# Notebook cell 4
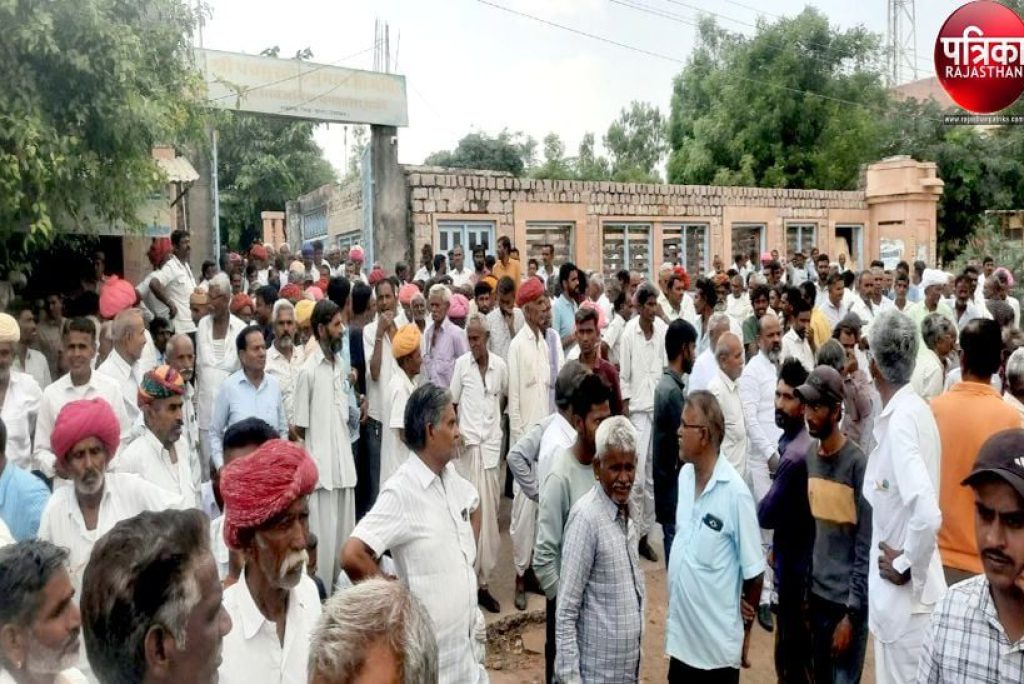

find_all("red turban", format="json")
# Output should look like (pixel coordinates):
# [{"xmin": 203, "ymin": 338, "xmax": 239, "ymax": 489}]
[
  {"xmin": 51, "ymin": 398, "xmax": 120, "ymax": 466},
  {"xmin": 279, "ymin": 283, "xmax": 303, "ymax": 302},
  {"xmin": 230, "ymin": 293, "xmax": 253, "ymax": 315},
  {"xmin": 516, "ymin": 276, "xmax": 545, "ymax": 307},
  {"xmin": 349, "ymin": 246, "xmax": 365, "ymax": 262},
  {"xmin": 250, "ymin": 244, "xmax": 268, "ymax": 262},
  {"xmin": 148, "ymin": 238, "xmax": 172, "ymax": 268},
  {"xmin": 99, "ymin": 276, "xmax": 138, "ymax": 319},
  {"xmin": 367, "ymin": 268, "xmax": 386, "ymax": 286},
  {"xmin": 672, "ymin": 266, "xmax": 691, "ymax": 291},
  {"xmin": 220, "ymin": 439, "xmax": 319, "ymax": 549}
]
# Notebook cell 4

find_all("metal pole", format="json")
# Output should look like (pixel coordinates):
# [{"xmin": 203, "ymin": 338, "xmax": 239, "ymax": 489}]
[{"xmin": 212, "ymin": 127, "xmax": 221, "ymax": 258}]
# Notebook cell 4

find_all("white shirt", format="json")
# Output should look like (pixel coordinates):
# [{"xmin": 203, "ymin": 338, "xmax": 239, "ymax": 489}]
[
  {"xmin": 381, "ymin": 370, "xmax": 418, "ymax": 487},
  {"xmin": 486, "ymin": 307, "xmax": 525, "ymax": 364},
  {"xmin": 707, "ymin": 369, "xmax": 747, "ymax": 477},
  {"xmin": 113, "ymin": 428, "xmax": 201, "ymax": 508},
  {"xmin": 96, "ymin": 349, "xmax": 143, "ymax": 425},
  {"xmin": 0, "ymin": 518, "xmax": 12, "ymax": 548},
  {"xmin": 160, "ymin": 255, "xmax": 197, "ymax": 334},
  {"xmin": 737, "ymin": 352, "xmax": 782, "ymax": 463},
  {"xmin": 537, "ymin": 412, "xmax": 577, "ymax": 488},
  {"xmin": 780, "ymin": 328, "xmax": 815, "ymax": 372},
  {"xmin": 819, "ymin": 297, "xmax": 850, "ymax": 330},
  {"xmin": 38, "ymin": 472, "xmax": 181, "ymax": 594},
  {"xmin": 219, "ymin": 571, "xmax": 322, "ymax": 684},
  {"xmin": 293, "ymin": 346, "xmax": 355, "ymax": 491},
  {"xmin": 351, "ymin": 456, "xmax": 486, "ymax": 683},
  {"xmin": 449, "ymin": 267, "xmax": 474, "ymax": 289},
  {"xmin": 688, "ymin": 348, "xmax": 716, "ymax": 392},
  {"xmin": 450, "ymin": 351, "xmax": 507, "ymax": 469},
  {"xmin": 864, "ymin": 384, "xmax": 946, "ymax": 643},
  {"xmin": 14, "ymin": 348, "xmax": 50, "ymax": 390},
  {"xmin": 619, "ymin": 317, "xmax": 668, "ymax": 414},
  {"xmin": 210, "ymin": 515, "xmax": 230, "ymax": 580},
  {"xmin": 0, "ymin": 669, "xmax": 86, "ymax": 684},
  {"xmin": 725, "ymin": 293, "xmax": 752, "ymax": 325},
  {"xmin": 33, "ymin": 371, "xmax": 131, "ymax": 477},
  {"xmin": 412, "ymin": 266, "xmax": 433, "ymax": 283},
  {"xmin": 508, "ymin": 324, "xmax": 563, "ymax": 442},
  {"xmin": 362, "ymin": 317, "xmax": 400, "ymax": 423},
  {"xmin": 601, "ymin": 313, "xmax": 627, "ymax": 366},
  {"xmin": 195, "ymin": 314, "xmax": 246, "ymax": 431},
  {"xmin": 1, "ymin": 371, "xmax": 42, "ymax": 469},
  {"xmin": 658, "ymin": 292, "xmax": 697, "ymax": 326},
  {"xmin": 266, "ymin": 343, "xmax": 306, "ymax": 426},
  {"xmin": 595, "ymin": 293, "xmax": 613, "ymax": 327},
  {"xmin": 138, "ymin": 269, "xmax": 171, "ymax": 321},
  {"xmin": 910, "ymin": 348, "xmax": 945, "ymax": 402}
]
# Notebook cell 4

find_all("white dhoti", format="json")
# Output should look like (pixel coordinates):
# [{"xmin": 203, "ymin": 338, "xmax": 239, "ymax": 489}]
[
  {"xmin": 628, "ymin": 411, "xmax": 655, "ymax": 539},
  {"xmin": 874, "ymin": 613, "xmax": 931, "ymax": 684},
  {"xmin": 455, "ymin": 444, "xmax": 500, "ymax": 588},
  {"xmin": 746, "ymin": 459, "xmax": 775, "ymax": 606},
  {"xmin": 309, "ymin": 486, "xmax": 355, "ymax": 595},
  {"xmin": 510, "ymin": 481, "xmax": 537, "ymax": 577}
]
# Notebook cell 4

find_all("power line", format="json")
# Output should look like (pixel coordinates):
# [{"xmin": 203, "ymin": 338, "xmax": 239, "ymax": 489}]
[{"xmin": 476, "ymin": 0, "xmax": 942, "ymax": 124}]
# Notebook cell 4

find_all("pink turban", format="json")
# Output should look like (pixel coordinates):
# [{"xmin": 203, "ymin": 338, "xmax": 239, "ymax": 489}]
[
  {"xmin": 996, "ymin": 266, "xmax": 1016, "ymax": 288},
  {"xmin": 516, "ymin": 276, "xmax": 545, "ymax": 307},
  {"xmin": 99, "ymin": 276, "xmax": 138, "ymax": 319},
  {"xmin": 52, "ymin": 398, "xmax": 120, "ymax": 465},
  {"xmin": 228, "ymin": 252, "xmax": 243, "ymax": 267},
  {"xmin": 760, "ymin": 251, "xmax": 772, "ymax": 264},
  {"xmin": 349, "ymin": 246, "xmax": 365, "ymax": 262},
  {"xmin": 449, "ymin": 293, "xmax": 469, "ymax": 318},
  {"xmin": 398, "ymin": 283, "xmax": 420, "ymax": 305},
  {"xmin": 304, "ymin": 286, "xmax": 324, "ymax": 302},
  {"xmin": 221, "ymin": 439, "xmax": 319, "ymax": 549}
]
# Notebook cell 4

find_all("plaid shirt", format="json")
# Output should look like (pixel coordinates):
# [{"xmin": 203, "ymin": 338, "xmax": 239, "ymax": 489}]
[
  {"xmin": 917, "ymin": 574, "xmax": 1024, "ymax": 683},
  {"xmin": 555, "ymin": 485, "xmax": 645, "ymax": 683}
]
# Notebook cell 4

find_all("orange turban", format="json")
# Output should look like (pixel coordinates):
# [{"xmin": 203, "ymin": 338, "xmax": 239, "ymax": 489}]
[
  {"xmin": 230, "ymin": 293, "xmax": 253, "ymax": 315},
  {"xmin": 392, "ymin": 323, "xmax": 421, "ymax": 359},
  {"xmin": 279, "ymin": 283, "xmax": 303, "ymax": 302},
  {"xmin": 99, "ymin": 276, "xmax": 138, "ymax": 319},
  {"xmin": 52, "ymin": 398, "xmax": 120, "ymax": 465},
  {"xmin": 221, "ymin": 439, "xmax": 319, "ymax": 549},
  {"xmin": 516, "ymin": 276, "xmax": 545, "ymax": 307}
]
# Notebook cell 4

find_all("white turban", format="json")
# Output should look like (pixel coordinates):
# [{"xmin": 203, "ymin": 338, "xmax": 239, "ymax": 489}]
[
  {"xmin": 920, "ymin": 268, "xmax": 949, "ymax": 291},
  {"xmin": 0, "ymin": 313, "xmax": 19, "ymax": 343}
]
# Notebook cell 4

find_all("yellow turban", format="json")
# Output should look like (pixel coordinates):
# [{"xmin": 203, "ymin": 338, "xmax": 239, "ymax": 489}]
[
  {"xmin": 295, "ymin": 299, "xmax": 315, "ymax": 326},
  {"xmin": 0, "ymin": 313, "xmax": 19, "ymax": 343},
  {"xmin": 392, "ymin": 323, "xmax": 421, "ymax": 359}
]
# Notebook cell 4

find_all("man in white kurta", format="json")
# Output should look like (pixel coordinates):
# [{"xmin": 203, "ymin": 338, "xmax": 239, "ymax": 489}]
[
  {"xmin": 383, "ymin": 324, "xmax": 423, "ymax": 487},
  {"xmin": 96, "ymin": 308, "xmax": 146, "ymax": 426},
  {"xmin": 450, "ymin": 315, "xmax": 507, "ymax": 610},
  {"xmin": 619, "ymin": 284, "xmax": 668, "ymax": 558},
  {"xmin": 707, "ymin": 333, "xmax": 748, "ymax": 477},
  {"xmin": 507, "ymin": 278, "xmax": 563, "ymax": 599},
  {"xmin": 293, "ymin": 309, "xmax": 356, "ymax": 593},
  {"xmin": 264, "ymin": 299, "xmax": 305, "ymax": 433},
  {"xmin": 113, "ymin": 365, "xmax": 201, "ymax": 508}
]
· · · ·
Using the records given above, list every line that includes the word "white".

__Reply to the task__
find_all("white shirt", format="json")
find_all("white dhoti", format="json")
find_all("white turban", format="json")
find_all("man in white kurta", format="json")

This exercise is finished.